INPUT MATERIAL:

## Begin

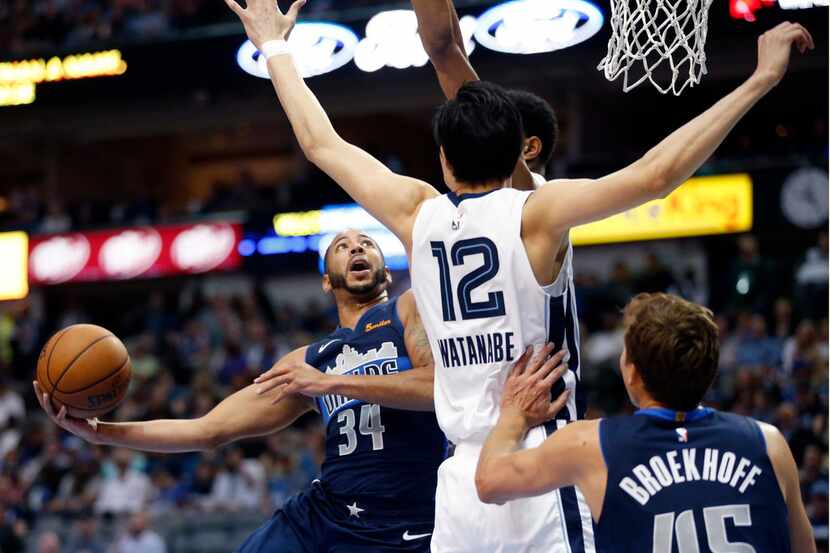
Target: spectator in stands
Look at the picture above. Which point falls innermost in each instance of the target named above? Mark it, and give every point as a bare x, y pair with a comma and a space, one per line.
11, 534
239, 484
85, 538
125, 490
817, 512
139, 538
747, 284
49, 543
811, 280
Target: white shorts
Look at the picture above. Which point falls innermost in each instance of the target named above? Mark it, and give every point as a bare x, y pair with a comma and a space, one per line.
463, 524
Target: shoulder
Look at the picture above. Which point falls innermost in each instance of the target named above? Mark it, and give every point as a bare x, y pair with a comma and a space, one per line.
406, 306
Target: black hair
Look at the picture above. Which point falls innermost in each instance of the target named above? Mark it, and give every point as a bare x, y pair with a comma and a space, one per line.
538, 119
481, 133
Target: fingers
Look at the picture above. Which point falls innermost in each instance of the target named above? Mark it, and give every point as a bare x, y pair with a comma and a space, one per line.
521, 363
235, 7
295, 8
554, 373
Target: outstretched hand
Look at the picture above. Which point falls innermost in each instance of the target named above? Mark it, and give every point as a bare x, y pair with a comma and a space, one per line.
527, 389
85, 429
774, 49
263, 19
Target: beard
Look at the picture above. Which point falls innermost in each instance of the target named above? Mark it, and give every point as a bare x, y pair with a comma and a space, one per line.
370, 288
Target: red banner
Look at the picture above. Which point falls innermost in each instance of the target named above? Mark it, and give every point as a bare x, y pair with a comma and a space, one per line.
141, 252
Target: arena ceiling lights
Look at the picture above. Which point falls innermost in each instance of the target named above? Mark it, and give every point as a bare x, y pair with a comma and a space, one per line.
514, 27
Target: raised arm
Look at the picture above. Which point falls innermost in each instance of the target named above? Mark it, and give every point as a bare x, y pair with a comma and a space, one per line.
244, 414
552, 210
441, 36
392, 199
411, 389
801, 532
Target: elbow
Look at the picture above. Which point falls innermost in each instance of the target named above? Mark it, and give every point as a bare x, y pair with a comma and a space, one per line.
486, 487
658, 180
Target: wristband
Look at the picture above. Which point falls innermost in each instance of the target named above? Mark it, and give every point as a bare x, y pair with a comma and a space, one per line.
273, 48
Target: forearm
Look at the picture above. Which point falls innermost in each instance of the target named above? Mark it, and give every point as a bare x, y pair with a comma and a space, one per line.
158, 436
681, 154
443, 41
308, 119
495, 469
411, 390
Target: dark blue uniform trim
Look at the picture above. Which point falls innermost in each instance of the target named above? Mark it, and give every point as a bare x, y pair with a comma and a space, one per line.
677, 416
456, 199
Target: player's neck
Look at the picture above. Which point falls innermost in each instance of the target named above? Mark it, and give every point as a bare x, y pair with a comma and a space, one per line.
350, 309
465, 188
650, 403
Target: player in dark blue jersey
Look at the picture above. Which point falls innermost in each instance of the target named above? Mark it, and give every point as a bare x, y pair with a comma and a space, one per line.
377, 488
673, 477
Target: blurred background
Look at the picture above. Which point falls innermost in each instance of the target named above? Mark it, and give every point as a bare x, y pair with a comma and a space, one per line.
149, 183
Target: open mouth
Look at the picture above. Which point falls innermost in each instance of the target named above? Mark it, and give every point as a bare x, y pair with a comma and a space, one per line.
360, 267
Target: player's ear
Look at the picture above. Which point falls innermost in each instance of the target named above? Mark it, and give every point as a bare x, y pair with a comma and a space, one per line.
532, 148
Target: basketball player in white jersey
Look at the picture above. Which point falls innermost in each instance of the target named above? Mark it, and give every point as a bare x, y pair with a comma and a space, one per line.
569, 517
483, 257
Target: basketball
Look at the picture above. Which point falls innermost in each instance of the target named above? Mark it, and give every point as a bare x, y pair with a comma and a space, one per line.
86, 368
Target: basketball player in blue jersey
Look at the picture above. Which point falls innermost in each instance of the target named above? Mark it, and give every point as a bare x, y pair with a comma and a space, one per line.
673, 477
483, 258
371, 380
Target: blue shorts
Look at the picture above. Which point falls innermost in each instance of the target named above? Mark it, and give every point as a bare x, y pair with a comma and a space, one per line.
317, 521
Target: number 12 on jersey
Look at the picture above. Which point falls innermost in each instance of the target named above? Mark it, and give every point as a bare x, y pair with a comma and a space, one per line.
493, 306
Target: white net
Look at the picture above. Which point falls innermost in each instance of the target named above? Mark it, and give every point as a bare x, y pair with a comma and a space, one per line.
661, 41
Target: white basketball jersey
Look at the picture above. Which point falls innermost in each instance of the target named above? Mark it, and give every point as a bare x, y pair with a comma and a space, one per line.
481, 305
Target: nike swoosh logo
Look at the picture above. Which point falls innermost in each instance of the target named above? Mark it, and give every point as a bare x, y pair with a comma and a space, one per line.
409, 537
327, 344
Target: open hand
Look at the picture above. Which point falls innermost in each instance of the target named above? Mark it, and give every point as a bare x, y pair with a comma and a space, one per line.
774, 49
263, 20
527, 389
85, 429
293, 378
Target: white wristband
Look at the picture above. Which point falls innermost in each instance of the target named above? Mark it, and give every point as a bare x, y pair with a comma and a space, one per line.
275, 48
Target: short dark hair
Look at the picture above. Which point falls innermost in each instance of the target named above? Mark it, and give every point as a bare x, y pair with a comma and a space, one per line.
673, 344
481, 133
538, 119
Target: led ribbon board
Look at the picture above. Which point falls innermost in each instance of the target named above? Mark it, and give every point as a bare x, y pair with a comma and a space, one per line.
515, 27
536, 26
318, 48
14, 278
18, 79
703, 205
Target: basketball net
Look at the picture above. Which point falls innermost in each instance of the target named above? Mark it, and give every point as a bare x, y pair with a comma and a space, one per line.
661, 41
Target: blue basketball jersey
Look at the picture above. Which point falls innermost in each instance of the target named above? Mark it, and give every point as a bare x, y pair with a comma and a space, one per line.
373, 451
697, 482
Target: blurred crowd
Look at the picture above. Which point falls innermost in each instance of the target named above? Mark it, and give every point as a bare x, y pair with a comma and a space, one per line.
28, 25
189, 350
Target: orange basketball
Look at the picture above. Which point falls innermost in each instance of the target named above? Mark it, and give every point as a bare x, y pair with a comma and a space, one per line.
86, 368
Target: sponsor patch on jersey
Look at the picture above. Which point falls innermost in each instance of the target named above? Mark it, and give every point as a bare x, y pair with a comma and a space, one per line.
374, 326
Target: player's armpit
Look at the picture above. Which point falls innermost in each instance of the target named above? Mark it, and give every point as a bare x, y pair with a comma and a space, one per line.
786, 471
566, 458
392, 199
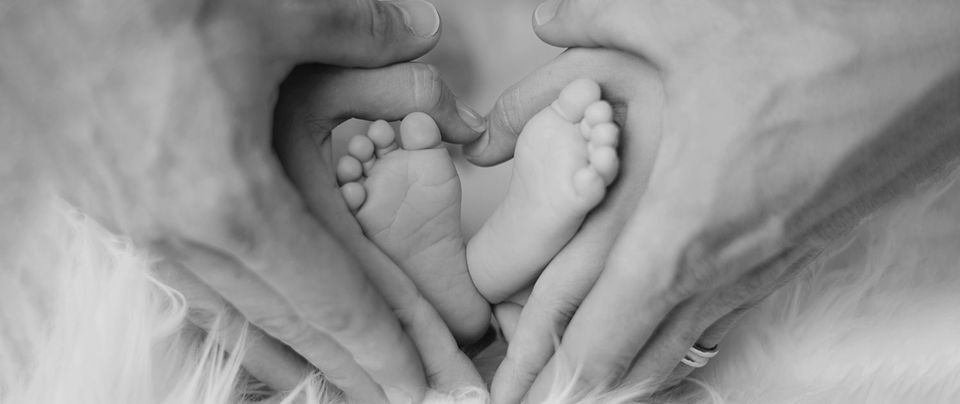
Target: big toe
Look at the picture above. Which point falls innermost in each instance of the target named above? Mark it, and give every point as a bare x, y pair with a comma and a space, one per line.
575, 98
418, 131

## End

REQUIRED TASK: Pictures stay out; reproduce every line of the records exactly.

ANSWER TO THIS PROBLEM:
Target: spectator in stands
Look at the picture above. Which point falls innermost in each instance of the target named above? Mark it, and give every point as a bare x, y pair with a comma and a space, one per line.
11, 534
239, 484
85, 538
125, 490
817, 512
139, 538
747, 284
49, 543
811, 280
Target: white shorts
Look at the picture above. Which point falls innermost in each instance of the target named above? Mark it, and give every point as a bare x, y pair with a comma and a space, one per line.
463, 524
Target: shoulder
Look at the picture above. Which point falls innermost in each instance of the target named above? Mark it, and give every point as a bare x, y pair with a comma and a space, one per line.
406, 306
Target: black hair
Look at the picture above. Which point falls innermost in each instance of the target named above? Mark it, and give every point as a bare x, y pair with a comma and a space, one per line.
538, 119
481, 133
Target: fingers
Look at the picture above. Which point falls innermost in each instance of the target named above? Mark it, and give every point as a bare x, y pair with a comma and a space, one per line.
521, 363
235, 7
295, 8
554, 373
Target: outstretched hand
Look at the picture above. Which point falls innermost in each instance of the target named above? Mark it, and give every point as a bare x, y pair with a comma and a space, one per line.
527, 389
85, 429
774, 49
263, 19
Target: beard
Look at the picture above. Which point falls innermost in each instance of the target named above? Mark it, and give every point as a bare x, y pair with a comma and a space, one per line.
370, 288
Target: red banner
Look at the picture above. Which point falls innermost in each instance of the target named above? Mark it, and give every point as a bare x, y pair with a comma and a space, one per line.
141, 252
Target: arena ceiling lights
Look at the picture above. Which point falls innermost in each instance of the target named above? Mark it, and give every point as a bare x, y pair with a comma and a space, one per line.
514, 27
Target: raised arm
Look at the picture above. Which point falls innermost in each instance of the target named above? Mark it, and give every point as a bare x, y pair with a comma and a space, one per line.
244, 414
552, 210
441, 36
392, 199
411, 389
801, 532
Target: elbow
Look at the picture above. Which point falls innermost in each instance of the target named above? Mark it, and give every point as a bare x, y pair with a comma and a space, one per line.
486, 487
658, 180
Target: wristband
Look at the picture above. Which point falls innermost in each instance of the target named above? Mark it, and give every point as a bare x, y pair with a comma and a space, one per line.
273, 48
Target: forearm
Look at the picture above. Which point falls innermost in each instance of the target named above? Mark it, and give every point as a bare x, y pair with a comma and a space, one per line.
158, 436
681, 154
443, 41
308, 119
495, 469
411, 390
Target: dark blue uniform trim
Look at the picture above. Which point falls innermost in each instance of the target named above? Mark it, and give every point as a bare x, y pair with a comma and a space, one per line.
677, 416
456, 199
Target: player's neck
Look at the picture above. Which point falls innermost in each instance of the target named above? Mark it, and give every point as a bare x, y pair with a comma and a space, one per line.
350, 309
465, 188
650, 403
Target: player in dark blue jersey
Look at the picture above. Which point falls innermost in each instance of the target named above? Mark it, and give every point as a bare x, y pair with a comma and a space, one per line.
377, 488
673, 477
Target: blurred background
Look at the picture above. Which point falls innermost in each instance of the target named above? Mark it, and give every point as a bare x, y pair with a comma and a space, one per line.
149, 183
Target: open mouth
Look at the picture above. Which point falls innermost in each instance of the target named above? Mark it, and give every point as a bare x, y pair with a comma and a space, one per line.
360, 267
Target: player's ear
Look at the picture above. Which point falls innermost in each instance of the target named above? Mark it, and give every point as a bare x, y pair with a comma and a space, one per line.
532, 148
Target: basketball player in white jersey
Look at the picture above. Which point falls innermost in each instance of the target named above? Mark it, and give every point as a bare x, y pair with a comma and a space, one per line.
569, 517
483, 257
Target: basketball
Look at the picture above. Which point falls innermost in each instance of the target named above? Mark it, and give every point as a bare x, y pair with a comma and a space, one per line.
86, 368
Target: basketball player in blue jersey
Look at the picture above. Which point falls innermost in each instance of the target named above? Mark it, and give every point as a bare x, y pair with a comma and a space, one per line.
673, 477
483, 258
371, 380
Target: blue shorts
Look at the picture above. Which point falls innermost in each instance of the target named above? Mark it, and give every point as a bare x, y pair with a comma and a space, one per line.
317, 521
Target: number 12 on jersey
Look at the picture above. Which point falls innermost in each instance of the target named above? Mark it, and give every point as a bare x, y pair with a comma and a space, one per line.
493, 306
Target: white net
Look at the picture above. Which point falls innermost in each instance of the target named above? Mark it, and give every point as a bare x, y pair with a comma and a space, one per line.
661, 41
Target: white basketball jersey
Look at the picture above. Which point falls innermost in each instance of the target named above? Mark it, and give every point as a bare x, y pair with a comma and a space, one per line.
481, 305
Target: nike swoosh logo
Look at the picture above. Which point falls innermost in each instance of the target named above? Mark it, and give every point as a bare x, y pair with a comma and a space, one per line.
409, 537
327, 344
Target: open hand
Look at the picture above. Which point falls innermost in each instance of the target named above? Mark it, and give every point as a bare x, y pair with a comma and a space, one per line.
774, 49
263, 20
527, 389
85, 429
293, 378
Target: white wristband
Look at the picture above. Which point falls innermost in each instance of the target named above? Mark it, and give every point as a bare x, y pair with a comma and a space, one per line.
275, 48
Target: short dark hair
Look at the picture above. Which point falls innermost in each instance of the target named above? Mark it, and give every point as a bare x, y pair with a comma and a space, one per line.
673, 344
481, 133
538, 119
Target: led ribbon board
Look at the picture above. Which point falls innermost in each instance of the target named above? Mark it, and give every point as a bare x, y pair with a comma and a space, one per line.
515, 27
536, 26
318, 48
14, 278
18, 79
703, 205
Target: basketball net
Look at the picture above. Which point falls innermost in each instance of the target named above? Mark it, and give every point as a bare x, y pair with a comma and a space, one per line.
661, 41
Target: blue basketball jersey
Look at the picture above. Which point falls innermost in each instance of the target named above? Mark it, and give every point as a bare x, y pair with a comma and a space, one per line.
373, 451
697, 482
Target: blurred crowd
Look at the picture above. Which point falls innermost in each instance of the target named above? Mark it, and give every point as a bare x, y pair with a comma and a space, one per line.
28, 25
189, 350
Target: orange basketball
Look at the picture above. Which point falls innermost in each instance of the target named above? Mark it, and give every point as a bare x, y pair with a comma and a space, one per line.
86, 368
Target: sponsor patch on jersey
Look at the picture above. Which point falls innermost in each instance of the target named above? Mark it, and give every point as a bare x, y pair with a comma and a space, one per line.
374, 326
Target: player's armpit
Look at the picture above. Which point falls innermost in each instance of the target named above? Mark it, and give every point as a bare x, y pair with a comma and a space, one per line.
786, 471
566, 458
392, 199
Target: big toe
Look at the picture above. Which point falls innermost in each instance of the target named above? Mark it, and give every point as a bare x, y pair with a comma and a space, one per line.
575, 98
418, 131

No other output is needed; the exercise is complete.